(Segmentation mask data)

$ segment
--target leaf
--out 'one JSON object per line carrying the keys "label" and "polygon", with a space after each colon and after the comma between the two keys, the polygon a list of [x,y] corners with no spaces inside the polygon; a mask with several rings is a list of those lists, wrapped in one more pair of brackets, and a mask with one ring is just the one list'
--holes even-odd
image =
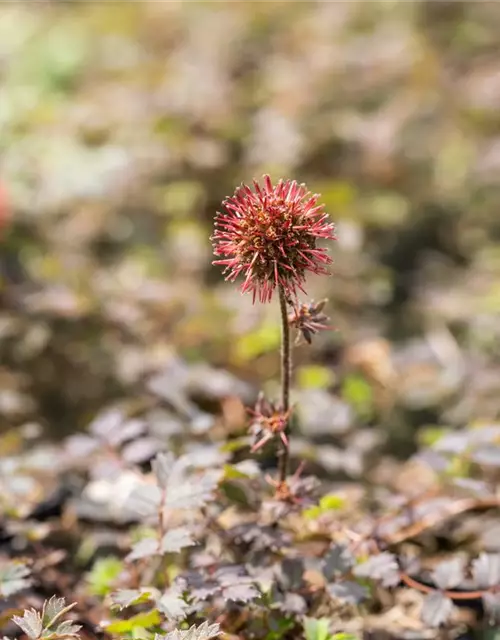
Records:
{"label": "leaf", "polygon": [[373,389],[370,384],[358,374],[349,374],[342,383],[342,398],[350,404],[356,412],[369,418],[373,411]]}
{"label": "leaf", "polygon": [[321,365],[306,365],[297,371],[297,383],[301,389],[326,389],[333,380],[331,369]]}
{"label": "leaf", "polygon": [[203,507],[213,495],[221,471],[210,470],[197,476],[186,478],[180,484],[170,485],[164,505],[168,509],[195,509]]}
{"label": "leaf", "polygon": [[[279,602],[279,597],[276,598]],[[296,616],[303,615],[307,611],[307,602],[298,593],[285,593],[281,595],[279,608],[285,613],[291,613]]]}
{"label": "leaf", "polygon": [[42,610],[42,623],[45,630],[42,637],[45,638],[51,633],[58,634],[60,636],[78,637],[78,632],[82,626],[74,624],[72,620],[61,622],[54,630],[55,623],[75,606],[76,602],[72,602],[67,605],[65,604],[64,598],[57,598],[56,596],[52,596],[48,602],[45,601]]}
{"label": "leaf", "polygon": [[43,631],[42,618],[34,609],[25,611],[22,617],[13,616],[12,621],[15,622],[18,627],[21,627],[29,638],[33,638],[34,640],[39,638]]}
{"label": "leaf", "polygon": [[464,579],[465,562],[463,558],[453,558],[440,562],[432,572],[432,579],[440,589],[453,589]]}
{"label": "leaf", "polygon": [[58,624],[54,633],[58,636],[66,636],[66,637],[78,637],[78,632],[82,628],[81,624],[74,624],[72,620],[65,620]]}
{"label": "leaf", "polygon": [[289,637],[287,634],[295,628],[295,625],[295,616],[270,617],[264,640],[283,640],[283,638]]}
{"label": "leaf", "polygon": [[238,565],[222,567],[214,577],[221,587],[221,595],[225,600],[249,602],[260,596],[252,578],[246,575]]}
{"label": "leaf", "polygon": [[114,620],[104,628],[108,633],[124,634],[140,627],[141,629],[151,629],[161,623],[161,616],[158,609],[138,613],[128,620]]}
{"label": "leaf", "polygon": [[357,582],[352,582],[351,580],[330,583],[327,588],[328,593],[332,598],[349,604],[359,604],[369,595],[366,587],[363,587]]}
{"label": "leaf", "polygon": [[304,618],[306,640],[329,640],[329,618]]}
{"label": "leaf", "polygon": [[500,554],[481,553],[472,562],[472,577],[478,589],[500,584]]}
{"label": "leaf", "polygon": [[125,558],[127,562],[132,560],[140,560],[141,558],[150,558],[151,556],[160,555],[160,546],[157,538],[143,538],[136,542],[132,547],[132,551]]}
{"label": "leaf", "polygon": [[114,556],[96,560],[87,575],[90,592],[96,596],[107,595],[122,570],[122,561]]}
{"label": "leaf", "polygon": [[281,589],[293,591],[304,584],[304,562],[300,558],[285,558],[278,567],[277,578]]}
{"label": "leaf", "polygon": [[166,636],[155,636],[155,640],[210,640],[220,634],[220,626],[218,624],[208,624],[205,621],[199,627],[195,624],[186,631],[176,629],[167,633]]}
{"label": "leaf", "polygon": [[178,553],[185,547],[192,547],[196,542],[192,539],[187,527],[171,529],[163,536],[161,550],[163,553]]}
{"label": "leaf", "polygon": [[174,589],[169,589],[164,593],[156,605],[167,620],[175,620],[176,622],[184,620],[189,611],[187,602]]}
{"label": "leaf", "polygon": [[151,468],[156,476],[156,481],[162,489],[166,489],[170,474],[175,465],[175,457],[173,453],[158,453],[156,458],[151,463]]}
{"label": "leaf", "polygon": [[372,556],[366,562],[354,568],[358,578],[371,578],[381,582],[384,587],[393,587],[399,582],[399,566],[396,557],[387,551]]}
{"label": "leaf", "polygon": [[487,448],[478,449],[470,454],[470,458],[480,465],[500,467],[500,447],[490,445]]}
{"label": "leaf", "polygon": [[231,602],[250,602],[260,596],[257,587],[250,582],[242,584],[233,584],[222,589],[222,597],[224,600]]}
{"label": "leaf", "polygon": [[120,611],[125,607],[131,607],[134,604],[155,600],[160,592],[153,587],[142,587],[141,589],[119,589],[111,594],[111,601],[119,607]]}
{"label": "leaf", "polygon": [[337,544],[323,558],[322,571],[328,582],[352,569],[354,557],[347,547]]}
{"label": "leaf", "polygon": [[281,328],[277,323],[265,323],[254,331],[246,331],[236,342],[235,358],[241,363],[275,351],[281,341]]}
{"label": "leaf", "polygon": [[0,567],[0,595],[4,598],[31,585],[31,569],[20,562],[7,562]]}
{"label": "leaf", "polygon": [[[73,607],[74,605],[70,605]],[[59,617],[64,613],[66,607],[66,600],[64,598],[58,598],[52,596],[48,602],[45,602],[42,610],[42,624],[44,627],[49,627],[54,623],[54,618]],[[69,609],[68,609],[69,611]]]}
{"label": "leaf", "polygon": [[421,617],[429,627],[439,627],[448,620],[452,612],[453,602],[440,591],[435,591],[426,596]]}
{"label": "leaf", "polygon": [[321,511],[338,511],[339,509],[343,509],[345,505],[345,498],[342,498],[342,496],[338,496],[335,493],[328,493],[319,501]]}
{"label": "leaf", "polygon": [[126,508],[134,514],[147,518],[157,515],[161,505],[161,491],[156,485],[135,487],[126,503]]}
{"label": "leaf", "polygon": [[345,507],[345,498],[338,496],[334,493],[330,493],[326,496],[323,496],[319,501],[319,505],[310,507],[309,509],[305,509],[303,511],[303,515],[305,518],[309,520],[314,520],[319,518],[324,513],[328,513],[329,511],[338,511],[339,509],[343,509]]}

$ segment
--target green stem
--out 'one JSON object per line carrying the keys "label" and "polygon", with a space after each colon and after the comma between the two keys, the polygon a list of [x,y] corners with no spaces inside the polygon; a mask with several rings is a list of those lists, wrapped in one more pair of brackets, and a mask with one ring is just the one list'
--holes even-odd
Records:
{"label": "green stem", "polygon": [[[283,287],[279,288],[281,309],[281,409],[286,413],[290,408],[290,382],[292,377],[292,354],[290,342],[290,326],[288,324],[288,308]],[[288,424],[285,435],[288,437]],[[288,475],[288,447],[281,440],[278,450],[278,472],[280,482],[284,482]]]}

## Problem to solve
Exactly as they appear above, give the records again, without their pictures.

## Task response
$ segment
--target leaf
--out 'one JSON object per line carrying the keys "label" and "polygon", with a space after each colon and after the comma between the two keys, the polygon a list of [x,y] corners with no spaces inside the polygon; a mask with several rings is a list of those lists, wrapped in one more pair of brackets, and a mask with one ring is just the one list'
--holes even-odd
image =
Records:
{"label": "leaf", "polygon": [[373,389],[370,384],[358,374],[349,374],[342,383],[342,398],[350,404],[356,412],[369,418],[373,411]]}
{"label": "leaf", "polygon": [[321,365],[306,365],[297,371],[297,383],[301,389],[326,389],[333,380],[331,369]]}
{"label": "leaf", "polygon": [[203,507],[213,495],[221,471],[210,470],[197,476],[186,478],[180,484],[170,485],[164,505],[168,509],[195,509]]}
{"label": "leaf", "polygon": [[[279,602],[279,597],[276,598]],[[296,616],[303,615],[307,611],[307,602],[298,593],[285,593],[281,595],[279,608],[285,613],[291,613]]]}
{"label": "leaf", "polygon": [[42,610],[42,623],[45,630],[42,637],[45,638],[51,633],[58,634],[60,636],[78,637],[78,632],[82,626],[74,624],[72,620],[61,622],[54,630],[55,623],[75,606],[76,602],[72,602],[67,605],[65,604],[64,598],[57,598],[56,596],[52,596],[48,602],[45,601]]}
{"label": "leaf", "polygon": [[43,631],[42,618],[34,609],[25,611],[22,617],[13,616],[12,621],[15,622],[18,627],[21,627],[29,638],[33,638],[34,640],[39,638]]}
{"label": "leaf", "polygon": [[464,579],[465,562],[463,558],[453,558],[440,562],[432,572],[432,579],[440,589],[453,589]]}
{"label": "leaf", "polygon": [[58,624],[54,633],[58,636],[66,636],[66,637],[78,637],[78,632],[82,628],[81,624],[74,624],[72,620],[65,620]]}
{"label": "leaf", "polygon": [[289,637],[287,634],[295,628],[295,625],[295,616],[270,617],[264,640],[283,640],[283,638]]}
{"label": "leaf", "polygon": [[238,565],[222,567],[214,577],[221,587],[221,595],[225,600],[249,602],[260,596],[252,578],[246,575]]}
{"label": "leaf", "polygon": [[114,620],[104,628],[108,633],[124,634],[140,627],[141,629],[151,629],[161,623],[161,616],[158,609],[138,613],[128,620]]}
{"label": "leaf", "polygon": [[357,582],[352,582],[351,580],[330,583],[327,588],[328,593],[332,598],[349,604],[359,604],[369,595],[366,587],[363,587]]}
{"label": "leaf", "polygon": [[304,618],[306,640],[329,640],[329,618]]}
{"label": "leaf", "polygon": [[500,554],[481,553],[472,562],[472,577],[478,589],[500,584]]}
{"label": "leaf", "polygon": [[125,558],[127,562],[132,560],[140,560],[141,558],[150,558],[151,556],[160,555],[160,546],[157,538],[143,538],[136,542],[132,547],[132,551]]}
{"label": "leaf", "polygon": [[114,556],[96,560],[87,575],[90,592],[96,596],[107,595],[122,570],[122,561]]}
{"label": "leaf", "polygon": [[281,589],[293,591],[304,584],[304,562],[300,558],[285,558],[278,567],[277,578]]}
{"label": "leaf", "polygon": [[166,636],[155,636],[155,640],[210,640],[220,634],[220,626],[218,624],[208,624],[205,621],[199,627],[195,624],[186,631],[176,629],[167,633]]}
{"label": "leaf", "polygon": [[178,553],[185,547],[192,547],[196,542],[192,539],[187,527],[171,529],[163,536],[161,550],[163,553]]}
{"label": "leaf", "polygon": [[174,589],[169,589],[164,593],[156,605],[167,620],[175,620],[176,622],[184,620],[189,611],[187,602]]}
{"label": "leaf", "polygon": [[151,468],[156,476],[156,481],[162,489],[166,489],[170,474],[175,465],[175,457],[173,453],[158,453],[156,458],[151,463]]}
{"label": "leaf", "polygon": [[372,556],[366,562],[354,568],[358,578],[371,578],[381,582],[384,587],[393,587],[399,582],[399,566],[396,557],[387,551]]}
{"label": "leaf", "polygon": [[487,448],[478,449],[470,454],[470,458],[480,465],[500,467],[500,447],[490,445]]}
{"label": "leaf", "polygon": [[231,602],[250,602],[260,596],[257,587],[250,582],[242,584],[233,584],[222,589],[222,597],[224,600]]}
{"label": "leaf", "polygon": [[120,611],[125,607],[131,607],[134,604],[155,600],[160,592],[153,587],[142,587],[141,589],[119,589],[111,594],[111,601],[119,607]]}
{"label": "leaf", "polygon": [[337,544],[323,558],[322,571],[328,582],[352,569],[354,557],[347,547]]}
{"label": "leaf", "polygon": [[281,328],[277,323],[265,323],[254,331],[246,331],[236,342],[235,358],[241,363],[275,351],[281,341]]}
{"label": "leaf", "polygon": [[0,567],[0,595],[4,598],[31,585],[31,569],[20,562],[7,562]]}
{"label": "leaf", "polygon": [[[73,607],[74,605],[70,605]],[[59,617],[64,613],[66,607],[66,600],[64,598],[58,598],[52,596],[48,602],[45,602],[42,610],[42,624],[44,627],[49,627],[54,623],[54,618]],[[69,609],[68,609],[69,611]]]}
{"label": "leaf", "polygon": [[421,617],[429,627],[439,627],[448,620],[452,612],[453,602],[440,591],[435,591],[426,596]]}
{"label": "leaf", "polygon": [[321,511],[338,511],[339,509],[343,509],[345,505],[345,498],[342,498],[342,496],[338,496],[335,493],[328,493],[319,501]]}
{"label": "leaf", "polygon": [[126,508],[134,514],[147,518],[157,515],[161,505],[161,491],[156,485],[135,487],[126,503]]}
{"label": "leaf", "polygon": [[345,507],[345,498],[338,496],[334,493],[330,493],[326,496],[323,496],[319,501],[319,505],[310,507],[309,509],[305,509],[303,511],[303,515],[305,518],[309,520],[314,520],[319,518],[324,513],[328,513],[329,511],[338,511],[339,509],[343,509]]}

$ segment
--target green stem
--out 'one JSON object per line carrying the keys "label" and "polygon", with a space after each colon and after the comma between the two keys, the polygon a list of [x,y] corners with no spaces inside the polygon; a mask with several rings is a list of those lists, wrapped in one more pair of brackets, and a mask with one ring is just the one list'
--holes even-odd
Records:
{"label": "green stem", "polygon": [[[283,287],[279,288],[281,309],[281,409],[286,413],[290,408],[290,382],[292,377],[292,354],[290,342],[290,326],[288,324],[288,308]],[[288,424],[285,435],[288,437]],[[288,475],[288,447],[281,440],[278,450],[278,472],[280,482],[284,482]]]}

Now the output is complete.